*YOUR GOAL*
Copy each record exactly as it reads, leaving out any pictures it holds.

*RECORDED INFORMATION*
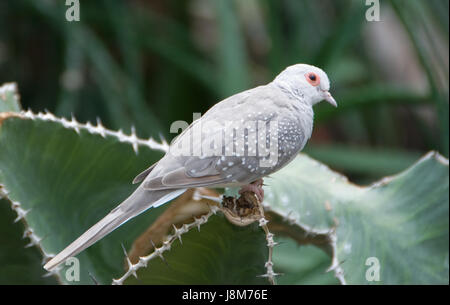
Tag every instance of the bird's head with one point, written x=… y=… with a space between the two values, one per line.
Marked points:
x=307 y=82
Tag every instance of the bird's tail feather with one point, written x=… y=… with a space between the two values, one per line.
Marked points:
x=135 y=204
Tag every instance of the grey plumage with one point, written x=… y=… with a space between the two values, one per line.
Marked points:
x=278 y=115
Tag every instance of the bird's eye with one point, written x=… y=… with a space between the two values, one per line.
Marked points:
x=312 y=78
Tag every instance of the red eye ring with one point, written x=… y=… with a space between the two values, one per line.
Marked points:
x=312 y=78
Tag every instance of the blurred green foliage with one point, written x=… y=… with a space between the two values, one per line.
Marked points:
x=149 y=63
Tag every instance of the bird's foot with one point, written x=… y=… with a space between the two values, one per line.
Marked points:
x=254 y=187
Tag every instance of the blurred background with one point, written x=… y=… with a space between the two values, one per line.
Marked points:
x=149 y=63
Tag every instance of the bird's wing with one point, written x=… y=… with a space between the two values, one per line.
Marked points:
x=235 y=167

*EXERCISE RESULT*
Tag every instance of the bird's head with one point, written x=… y=… with a space between the two values, one per line.
Marked points:
x=307 y=82
Tag every instance of the bird's tail feather with one point, written x=… y=… with a space between the two values, one per line.
Marked points:
x=135 y=204
Tag every instance of the grey plumage with one point, written x=… y=… with a space between the two values, one per line.
Marked points:
x=278 y=115
Tag every instance of the bird's eye with one point, written x=… y=… with a space between the two values, one per line.
Marked points:
x=312 y=78
Tag every instance of the red eye ring with one point, written x=… y=… with a space between the two values, one per line.
Marked points:
x=312 y=78
Tag every instance of the blurred green foliage with one point, written x=… y=… with a space between the two values, one per line.
Marked points:
x=149 y=63
Tag every instance of the bird's foot with one point, written x=… y=… with a space between the two values, one per line.
Marked points:
x=254 y=187
Tag every instance of the blurred background with one point, written x=… y=… with a space between the two values, one per line.
Marked points:
x=149 y=63
Tag every instance of the bird's wing with one point, written x=… y=… with a space between the two values, one per line.
Marked points:
x=235 y=167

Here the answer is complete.